REQUIREMENTS: Lay out the part of the rows below that opens with the line containing "Locate the kitchen" and runs through the end of the rows as a Markdown table with two columns: Number, counting each line, and Line, holding its text. Leave out blank lines.

TASK INPUTS:
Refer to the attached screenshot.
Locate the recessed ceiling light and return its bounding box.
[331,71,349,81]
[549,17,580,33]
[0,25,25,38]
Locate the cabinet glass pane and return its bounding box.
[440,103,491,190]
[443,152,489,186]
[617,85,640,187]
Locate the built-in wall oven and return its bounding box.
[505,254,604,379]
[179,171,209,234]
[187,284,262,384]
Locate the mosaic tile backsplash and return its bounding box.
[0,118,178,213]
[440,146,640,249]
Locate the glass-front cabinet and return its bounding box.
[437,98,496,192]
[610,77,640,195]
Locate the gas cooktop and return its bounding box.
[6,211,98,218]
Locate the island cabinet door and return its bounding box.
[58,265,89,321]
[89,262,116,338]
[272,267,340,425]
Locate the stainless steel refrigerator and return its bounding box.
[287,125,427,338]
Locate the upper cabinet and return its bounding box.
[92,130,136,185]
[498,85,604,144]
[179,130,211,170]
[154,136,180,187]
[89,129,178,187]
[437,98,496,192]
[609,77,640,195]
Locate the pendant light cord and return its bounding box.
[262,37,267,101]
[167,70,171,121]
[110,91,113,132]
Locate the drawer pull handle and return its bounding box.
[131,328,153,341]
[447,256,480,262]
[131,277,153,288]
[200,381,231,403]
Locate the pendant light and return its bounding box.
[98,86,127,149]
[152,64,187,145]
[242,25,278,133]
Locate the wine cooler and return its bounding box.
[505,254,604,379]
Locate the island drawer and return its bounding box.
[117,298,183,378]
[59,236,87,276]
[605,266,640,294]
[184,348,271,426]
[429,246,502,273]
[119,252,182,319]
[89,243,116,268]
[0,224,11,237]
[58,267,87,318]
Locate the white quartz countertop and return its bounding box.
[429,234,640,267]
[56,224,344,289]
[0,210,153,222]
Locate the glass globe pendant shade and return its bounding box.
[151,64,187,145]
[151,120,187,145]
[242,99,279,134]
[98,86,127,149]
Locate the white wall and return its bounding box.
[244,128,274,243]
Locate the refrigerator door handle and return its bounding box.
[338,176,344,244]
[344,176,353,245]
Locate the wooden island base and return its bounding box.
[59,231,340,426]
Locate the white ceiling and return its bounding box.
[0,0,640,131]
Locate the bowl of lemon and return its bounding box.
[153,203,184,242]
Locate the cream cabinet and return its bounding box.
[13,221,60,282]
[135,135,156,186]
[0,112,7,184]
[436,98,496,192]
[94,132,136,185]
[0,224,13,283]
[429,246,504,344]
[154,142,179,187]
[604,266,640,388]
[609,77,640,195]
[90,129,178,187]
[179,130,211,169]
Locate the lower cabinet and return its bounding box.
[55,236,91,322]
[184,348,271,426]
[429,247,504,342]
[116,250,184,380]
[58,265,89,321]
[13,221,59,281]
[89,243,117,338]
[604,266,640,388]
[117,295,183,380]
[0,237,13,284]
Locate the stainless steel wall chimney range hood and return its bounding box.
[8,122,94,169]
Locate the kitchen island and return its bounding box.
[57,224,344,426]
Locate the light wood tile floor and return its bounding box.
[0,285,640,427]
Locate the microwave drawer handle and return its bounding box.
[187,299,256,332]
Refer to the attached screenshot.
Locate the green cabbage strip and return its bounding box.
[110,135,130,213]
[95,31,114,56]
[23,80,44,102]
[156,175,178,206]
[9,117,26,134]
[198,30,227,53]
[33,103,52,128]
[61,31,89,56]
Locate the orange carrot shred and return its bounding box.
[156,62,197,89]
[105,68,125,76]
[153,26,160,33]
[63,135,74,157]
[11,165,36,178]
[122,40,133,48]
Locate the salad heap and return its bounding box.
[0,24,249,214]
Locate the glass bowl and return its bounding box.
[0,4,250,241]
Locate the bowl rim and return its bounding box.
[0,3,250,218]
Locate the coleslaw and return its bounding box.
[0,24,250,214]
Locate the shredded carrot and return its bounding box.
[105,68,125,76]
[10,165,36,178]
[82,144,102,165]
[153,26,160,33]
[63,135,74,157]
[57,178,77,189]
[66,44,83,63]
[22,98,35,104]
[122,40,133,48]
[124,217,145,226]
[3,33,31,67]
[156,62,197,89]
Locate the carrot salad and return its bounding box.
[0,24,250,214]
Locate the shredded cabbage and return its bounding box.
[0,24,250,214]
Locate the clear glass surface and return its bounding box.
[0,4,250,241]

COMPLETED TASK:
| Number | Line |
|---|---|
| 1 | Locate the kitchen island and return its bounding box. |
| 2 | [57,224,344,426] |
| 3 | Locate the light wood tile floor and return its bounding box. |
| 4 | [0,285,640,427] |
| 5 | Locate the microwave drawer handle and return its bounding box. |
| 6 | [187,299,256,332] |
| 7 | Refer to the attached screenshot. |
| 8 | Locate the green cabbage strip and return its bounding box. |
| 9 | [110,135,130,213] |
| 10 | [95,31,114,56] |
| 11 | [23,80,44,102] |
| 12 | [156,175,178,206] |
| 13 | [9,117,26,134] |
| 14 | [198,30,227,53] |
| 15 | [33,103,52,128] |
| 16 | [61,31,89,56] |
| 17 | Locate the orange carrot shred and return its bounding box. |
| 18 | [156,62,197,89] |
| 19 | [105,68,125,76] |
| 20 | [153,26,160,33] |
| 21 | [63,135,74,157] |
| 22 | [11,165,36,178] |
| 23 | [122,40,133,48] |
| 24 | Locate the salad heap and return its bounding box. |
| 25 | [0,24,249,214] |
| 26 | Locate the glass bowl and return its bounding box. |
| 27 | [0,4,250,241] |
| 28 | Locate the bowl rim and return its bounding box. |
| 29 | [0,3,250,218] |
| 30 | Locate the coleslaw and return its bounding box. |
| 31 | [0,24,250,214] |
| 32 | Locate the shredded carrot and return its bounding box. |
| 33 | [105,68,125,76] |
| 34 | [10,165,36,178] |
| 35 | [82,144,102,165] |
| 36 | [153,26,160,33] |
| 37 | [63,135,74,157] |
| 38 | [57,178,77,189] |
| 39 | [66,44,83,63] |
| 40 | [22,98,35,104] |
| 41 | [122,40,133,48] |
| 42 | [124,217,145,226] |
| 43 | [3,33,31,67] |
| 44 | [156,62,197,89] |
| 45 | Locate the carrot salad and return its bounding box. |
| 46 | [0,24,250,214] |
| 47 | Locate the shredded cabbage and return its bounding box. |
| 48 | [0,24,250,214] |
| 49 | Locate the clear glass surface and return its bounding box. |
| 50 | [0,4,250,241] |